**PROBLEM STATEMENT**
Below are the records; print them again exactly and omit the pictures.

**INFORMATION PROVIDED**

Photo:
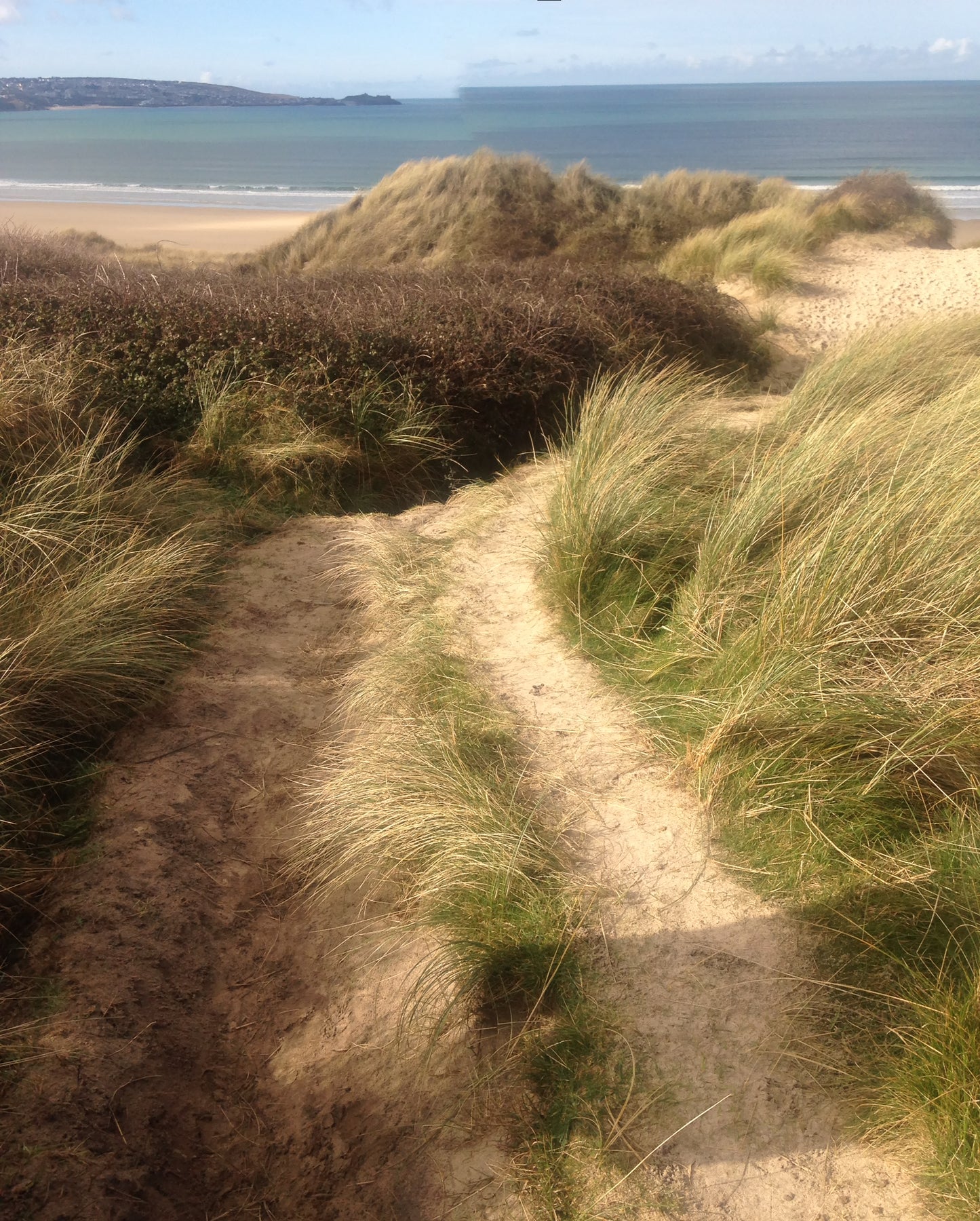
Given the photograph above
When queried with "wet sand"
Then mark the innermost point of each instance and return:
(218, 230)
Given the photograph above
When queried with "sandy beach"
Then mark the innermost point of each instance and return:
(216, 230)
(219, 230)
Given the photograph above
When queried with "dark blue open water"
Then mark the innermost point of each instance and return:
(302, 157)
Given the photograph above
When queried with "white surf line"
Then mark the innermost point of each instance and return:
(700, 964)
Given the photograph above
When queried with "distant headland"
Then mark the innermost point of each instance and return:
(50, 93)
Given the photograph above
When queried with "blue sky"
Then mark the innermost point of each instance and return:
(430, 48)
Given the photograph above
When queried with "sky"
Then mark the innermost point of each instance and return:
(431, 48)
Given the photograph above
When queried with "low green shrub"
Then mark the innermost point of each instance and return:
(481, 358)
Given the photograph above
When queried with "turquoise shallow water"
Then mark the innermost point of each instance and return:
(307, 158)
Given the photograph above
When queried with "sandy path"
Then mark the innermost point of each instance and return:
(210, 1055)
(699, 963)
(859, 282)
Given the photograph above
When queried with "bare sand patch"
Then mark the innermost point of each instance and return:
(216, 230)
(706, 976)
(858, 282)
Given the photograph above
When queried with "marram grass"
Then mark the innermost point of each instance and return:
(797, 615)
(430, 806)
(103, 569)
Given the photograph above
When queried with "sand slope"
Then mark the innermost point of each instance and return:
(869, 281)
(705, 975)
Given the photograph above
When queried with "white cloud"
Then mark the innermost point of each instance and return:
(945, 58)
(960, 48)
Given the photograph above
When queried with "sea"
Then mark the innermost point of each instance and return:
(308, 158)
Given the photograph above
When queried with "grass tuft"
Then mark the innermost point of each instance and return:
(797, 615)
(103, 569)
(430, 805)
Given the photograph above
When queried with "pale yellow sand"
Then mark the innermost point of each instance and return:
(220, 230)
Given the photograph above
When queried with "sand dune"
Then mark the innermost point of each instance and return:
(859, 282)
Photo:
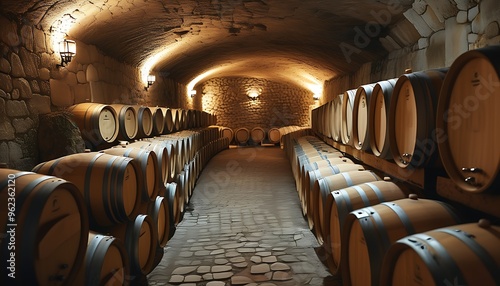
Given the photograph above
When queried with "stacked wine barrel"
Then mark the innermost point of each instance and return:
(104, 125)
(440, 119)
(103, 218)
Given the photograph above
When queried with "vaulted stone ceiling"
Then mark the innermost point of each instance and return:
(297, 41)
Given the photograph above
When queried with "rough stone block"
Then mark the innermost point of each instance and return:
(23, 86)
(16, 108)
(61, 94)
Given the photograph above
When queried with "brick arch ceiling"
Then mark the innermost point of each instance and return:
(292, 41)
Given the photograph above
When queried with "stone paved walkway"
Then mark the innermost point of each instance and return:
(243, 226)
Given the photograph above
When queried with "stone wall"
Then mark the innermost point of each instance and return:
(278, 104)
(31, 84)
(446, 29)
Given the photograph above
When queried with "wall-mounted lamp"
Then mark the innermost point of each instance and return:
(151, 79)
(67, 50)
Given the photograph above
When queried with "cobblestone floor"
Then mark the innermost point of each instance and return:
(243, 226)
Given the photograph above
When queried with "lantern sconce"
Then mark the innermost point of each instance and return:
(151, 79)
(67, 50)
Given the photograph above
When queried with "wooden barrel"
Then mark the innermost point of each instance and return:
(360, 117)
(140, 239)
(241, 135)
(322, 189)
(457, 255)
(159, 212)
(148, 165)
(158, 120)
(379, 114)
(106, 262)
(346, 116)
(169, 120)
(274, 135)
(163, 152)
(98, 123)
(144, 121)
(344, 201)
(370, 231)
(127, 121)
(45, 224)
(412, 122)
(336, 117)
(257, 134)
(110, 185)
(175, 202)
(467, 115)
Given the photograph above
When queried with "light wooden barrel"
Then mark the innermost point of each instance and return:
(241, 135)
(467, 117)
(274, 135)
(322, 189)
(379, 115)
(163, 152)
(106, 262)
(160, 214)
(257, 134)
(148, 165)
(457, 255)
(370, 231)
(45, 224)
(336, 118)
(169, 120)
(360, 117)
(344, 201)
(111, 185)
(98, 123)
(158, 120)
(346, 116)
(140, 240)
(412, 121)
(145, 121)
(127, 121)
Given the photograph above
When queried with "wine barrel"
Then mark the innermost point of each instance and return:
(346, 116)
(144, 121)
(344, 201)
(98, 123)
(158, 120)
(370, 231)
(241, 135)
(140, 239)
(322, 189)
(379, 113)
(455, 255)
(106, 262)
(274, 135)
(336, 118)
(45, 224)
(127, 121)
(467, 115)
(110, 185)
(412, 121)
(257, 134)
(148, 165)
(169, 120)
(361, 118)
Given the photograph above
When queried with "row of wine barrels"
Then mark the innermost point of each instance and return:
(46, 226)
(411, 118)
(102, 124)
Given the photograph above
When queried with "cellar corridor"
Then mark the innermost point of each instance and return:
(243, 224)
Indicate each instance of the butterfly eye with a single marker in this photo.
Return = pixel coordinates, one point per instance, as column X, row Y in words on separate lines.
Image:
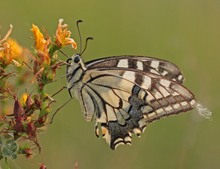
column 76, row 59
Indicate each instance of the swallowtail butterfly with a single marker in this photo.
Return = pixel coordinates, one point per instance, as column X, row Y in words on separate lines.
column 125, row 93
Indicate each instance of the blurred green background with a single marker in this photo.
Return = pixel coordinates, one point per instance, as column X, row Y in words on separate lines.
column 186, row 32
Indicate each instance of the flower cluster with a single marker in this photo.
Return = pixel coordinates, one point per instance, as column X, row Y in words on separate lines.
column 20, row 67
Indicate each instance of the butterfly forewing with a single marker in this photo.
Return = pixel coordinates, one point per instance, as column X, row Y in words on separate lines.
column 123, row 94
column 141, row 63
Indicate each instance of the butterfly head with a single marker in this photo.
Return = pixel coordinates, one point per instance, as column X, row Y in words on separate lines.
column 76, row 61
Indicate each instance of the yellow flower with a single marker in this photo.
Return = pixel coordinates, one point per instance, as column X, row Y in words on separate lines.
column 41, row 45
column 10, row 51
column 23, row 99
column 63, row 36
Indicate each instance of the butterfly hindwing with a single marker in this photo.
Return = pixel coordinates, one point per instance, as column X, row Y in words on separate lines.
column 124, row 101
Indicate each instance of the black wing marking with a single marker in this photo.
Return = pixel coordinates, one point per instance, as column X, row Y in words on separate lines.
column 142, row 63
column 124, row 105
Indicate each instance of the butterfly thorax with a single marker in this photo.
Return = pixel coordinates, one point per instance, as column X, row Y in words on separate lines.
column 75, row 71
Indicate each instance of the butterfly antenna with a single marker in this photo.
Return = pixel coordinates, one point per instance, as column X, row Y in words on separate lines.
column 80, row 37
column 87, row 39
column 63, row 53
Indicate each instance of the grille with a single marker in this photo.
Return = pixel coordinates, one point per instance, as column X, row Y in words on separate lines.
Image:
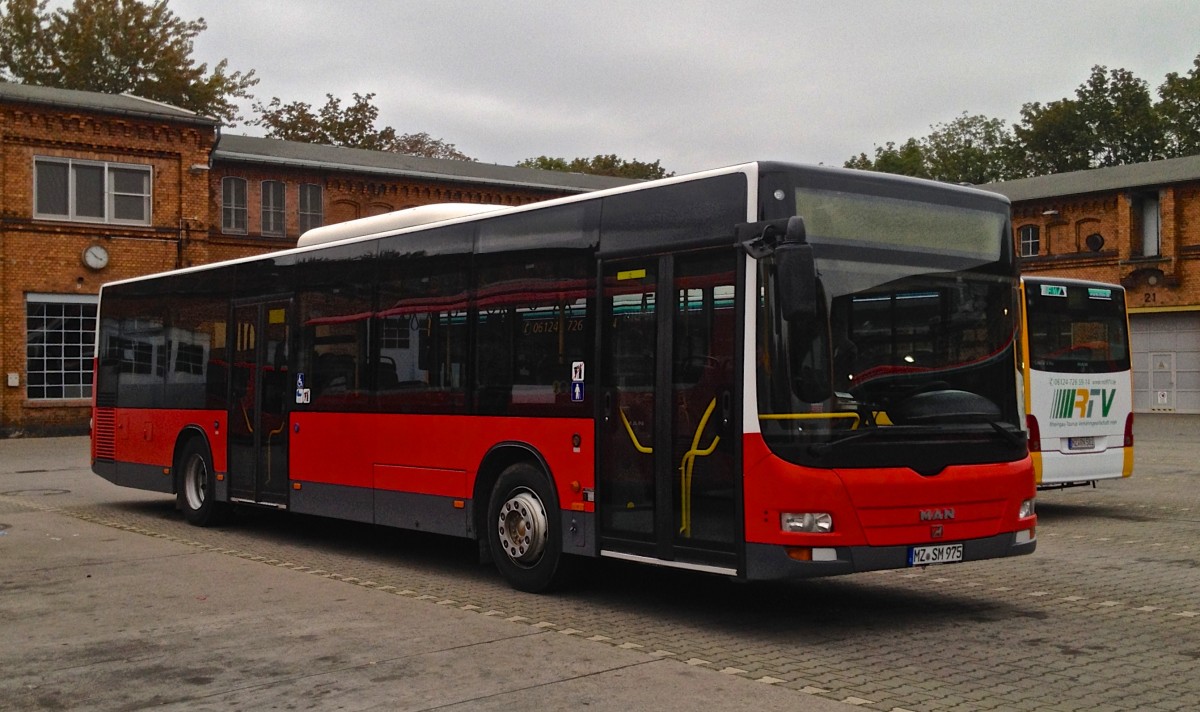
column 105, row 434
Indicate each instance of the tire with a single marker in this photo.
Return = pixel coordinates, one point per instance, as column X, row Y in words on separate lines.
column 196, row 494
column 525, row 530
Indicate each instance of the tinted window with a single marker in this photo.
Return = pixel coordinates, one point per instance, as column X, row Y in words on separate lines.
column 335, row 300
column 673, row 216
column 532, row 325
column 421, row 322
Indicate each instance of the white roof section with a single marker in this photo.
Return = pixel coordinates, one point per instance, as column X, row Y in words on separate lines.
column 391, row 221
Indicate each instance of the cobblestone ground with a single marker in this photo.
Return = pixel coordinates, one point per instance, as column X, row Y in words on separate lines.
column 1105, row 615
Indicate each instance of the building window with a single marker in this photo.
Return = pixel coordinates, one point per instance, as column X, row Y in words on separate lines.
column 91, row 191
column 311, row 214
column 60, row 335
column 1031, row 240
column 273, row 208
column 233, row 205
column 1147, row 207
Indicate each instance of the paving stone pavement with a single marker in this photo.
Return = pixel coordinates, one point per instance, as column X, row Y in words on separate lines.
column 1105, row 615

**THE COMPLETED TASK**
Photo:
Given the photograph above
When queried with "wet sand"
Then mark the innermost point of each instance and return:
(218, 230)
Given the photograph above
When queried with "sandy beach"
Then mark the innermost point of each instance and return:
(216, 230)
(219, 230)
Given the photograph above
When queried with "dark blue open water"
Then mark the innermost point of each instance and return:
(302, 157)
Given the photograph above
When queried with "white surf line"
Then mark the innermost point of each instance and return:
(700, 964)
Given the photograph above
When queried with "distant headland"
Then mark the innermost point of each instance and return:
(50, 93)
Given the photograph above
When queried with "blue sky"
Then mark the innermost point of each instance and return:
(430, 48)
Given the photograph above
When queried with "sky"
Then mark the innermost point of each instance and return:
(431, 48)
Given the photograph above
When queried with "low green shrub"
Then mark the innermost point of each instance and return:
(481, 358)
Given the photograph above
When queried with "turquoise shallow water"
Then mark the innermost point of each instance and return:
(307, 158)
Given the photograph above
When queried with "sandy path"
Then mark the innermost point of each instance and return:
(210, 1055)
(699, 963)
(859, 282)
Given the photograph above
When queried with "bare sand patch"
Then mark the innermost point of each instance and return:
(216, 230)
(706, 976)
(858, 282)
Given the photograph above
When queried with "marram grass"
Then mark the innermost point of each instance and return:
(797, 615)
(430, 806)
(103, 569)
Given the photograph above
When queried with "sand slope"
Then mark the innermost point of each instance and return:
(869, 281)
(705, 975)
Given the photograph above
When queried with "white cloud"
Then mark the innermost point of each instance and return:
(945, 58)
(960, 48)
Given the photograph above
When queried with "sea"
Then mark the innermost point of each instance and return:
(308, 158)
Given the photograph above
When queried with "grass tuft"
Then mark the innermost point of each instance and return:
(797, 615)
(103, 569)
(430, 805)
Given the photograph above
When queried with "pale yellow sand"
Then mark the innermost point of each instance and return:
(220, 230)
Given the photograph above
When queried with "sand dune"
Then mark the innermost point of each instance and return:
(859, 282)
Photo:
Given the photograph above
When queried with "stacked wine barrel"
Then mark the innermost point of each instance and return:
(104, 125)
(440, 119)
(103, 218)
Given the photograph above
When queried with "vaulted stone ceiling"
Then mark the innermost point of each instance and return:
(297, 41)
Given the photograph above
When queried with "rough stone block"
Then mark the innermost point of each instance and return:
(23, 86)
(16, 108)
(61, 94)
Given the photograph above
When queried with "brick arch ceiling"
Then mark the innermost point of each instance and return:
(292, 41)
Given the photograph above
When queried with "stone paved walkway"
Then mark the innermost point of each instance and return:
(243, 226)
Given the photograph above
When queried with "stone wall"
Then mark the innermost point of each instance and return:
(278, 104)
(31, 84)
(446, 29)
Given the photograph above
When queried with "wall-mounted lamp"
Then mark the innermost point of each instance and return:
(151, 79)
(67, 50)
Given the photograph above
When queried with "cobblestone floor"
Then mark the innermost point of each instance and return:
(243, 226)
Given the photograph above
When queried with "lantern sconce"
Then mark the innermost point of each instance and return:
(151, 79)
(67, 50)
Given the photograph above
When queried with "wooden barrel"
Then mark the innermost point of each instance and return:
(360, 117)
(140, 239)
(241, 135)
(322, 189)
(457, 255)
(159, 212)
(148, 165)
(158, 120)
(379, 114)
(106, 262)
(346, 116)
(169, 120)
(274, 135)
(163, 152)
(98, 123)
(144, 121)
(344, 201)
(370, 231)
(127, 121)
(45, 224)
(412, 122)
(336, 117)
(257, 134)
(110, 185)
(175, 202)
(467, 115)
Given the photograph above
When queried with "light wooden barrel"
Then mark the innermost point of each instance and return:
(241, 135)
(467, 117)
(274, 135)
(322, 189)
(379, 115)
(163, 152)
(106, 262)
(160, 214)
(257, 134)
(148, 165)
(457, 255)
(370, 231)
(45, 224)
(336, 118)
(169, 120)
(360, 117)
(344, 201)
(111, 185)
(98, 123)
(158, 120)
(346, 116)
(140, 240)
(412, 121)
(145, 121)
(127, 121)
Given the photograph above
When queried with "wine barrel"
Then mark the innermost point of each instance and return:
(346, 116)
(144, 121)
(344, 201)
(98, 123)
(158, 120)
(370, 231)
(241, 135)
(140, 239)
(322, 189)
(379, 113)
(455, 255)
(106, 262)
(274, 135)
(336, 118)
(45, 224)
(127, 121)
(467, 115)
(110, 185)
(412, 121)
(257, 134)
(148, 165)
(169, 120)
(361, 118)
Given the photograph above
When queried with "row of wine barrels"
Then mark the innermost point of each instance and return:
(46, 226)
(411, 118)
(102, 124)
Given the photograph above
When queried with "cellar corridor"
Then mark the innermost point of each instance and return:
(243, 224)
Indicate each instance of the butterfly eye with a single marker in this photo.
Return = pixel coordinates, one point per instance, as column X, row Y in words on separate lines.
Image:
column 76, row 59
Indicate each instance of the swallowtail butterfly with a single marker in this photo.
Return = pixel coordinates, one point per instance, as column X, row Y in words on separate lines.
column 125, row 93
Indicate each instance of the blurred green background with a single marker in this photo.
Return = pixel coordinates, one point per instance, as column X, row Y in words on separate lines.
column 186, row 32
Indicate each instance of the flower cluster with a single marker in this photo.
Return = pixel coordinates, one point per instance, as column X, row Y in words on separate lines.
column 20, row 67
Indicate each instance of the butterfly forewing with a single marker in this photo.
Return = pixel coordinates, one point per instance, as column X, row Y in words on separate lines.
column 123, row 94
column 141, row 63
Indicate each instance of the butterfly head with a single marker in this photo.
Return = pixel coordinates, one point per instance, as column X, row Y in words on separate lines.
column 76, row 61
Indicate each instance of the yellow flower with a single marker in this photo.
Return = pixel coordinates, one point per instance, as column X, row Y in words on separate lines.
column 41, row 45
column 10, row 51
column 23, row 99
column 63, row 36
Indicate each instance of the butterfly hindwing with a single marker in this photo.
Return = pixel coordinates, one point per instance, as column X, row Y in words on separate lines.
column 124, row 101
Indicate each instance of the black wing marking with a single marker in this photo.
Return = pixel coordinates, one point per instance, as column X, row Y in words on separate lines.
column 142, row 63
column 124, row 105
Indicate each instance of the butterfly thorax with a single marker in this photo.
Return = pixel coordinates, one point per instance, as column X, row Y in words on separate lines.
column 75, row 71
Indicate each instance of the butterfly antenna with a single marker in this photo.
Return = pixel coordinates, one point per instance, as column X, row Y in words on separate lines.
column 80, row 37
column 87, row 39
column 63, row 53
Indicate each instance of the grille with a single marker in this photo.
Return = pixel coordinates, one point per instance, as column X, row Y in words on separate lines.
Image:
column 105, row 434
Indicate each instance of the tire with a single marker in this photo.
Return = pixel coordinates, one point per instance, as column X, row Y in words on separate lines.
column 196, row 494
column 525, row 530
Indicate each instance of the tinted window with a single marker in this photo.
Return = pixel coordinates, one point per instance, as column X, row Y in words on separate lines.
column 335, row 300
column 673, row 216
column 532, row 325
column 421, row 322
Indicate each instance of the white roof section with a single marker in this photo.
Return = pixel coordinates, one point per instance, as column X, row Y in words on separate lines.
column 391, row 221
Indicate each instance of the cobblestone ground with a single marker in this photo.
Return = pixel coordinates, one point per instance, as column X, row Y in words on separate lines.
column 1105, row 615
Indicate each instance of the building window with a single marker in this photo.
Return = pixel coordinates, one point per instance, as column X, row Y in words on separate lines.
column 91, row 191
column 311, row 214
column 60, row 335
column 1031, row 240
column 273, row 208
column 233, row 205
column 1147, row 207
Indicate each instance of the paving stone pavement with a single marker in this photo.
Return = pixel coordinates, one point per instance, as column X, row Y in words on separate lines.
column 1105, row 615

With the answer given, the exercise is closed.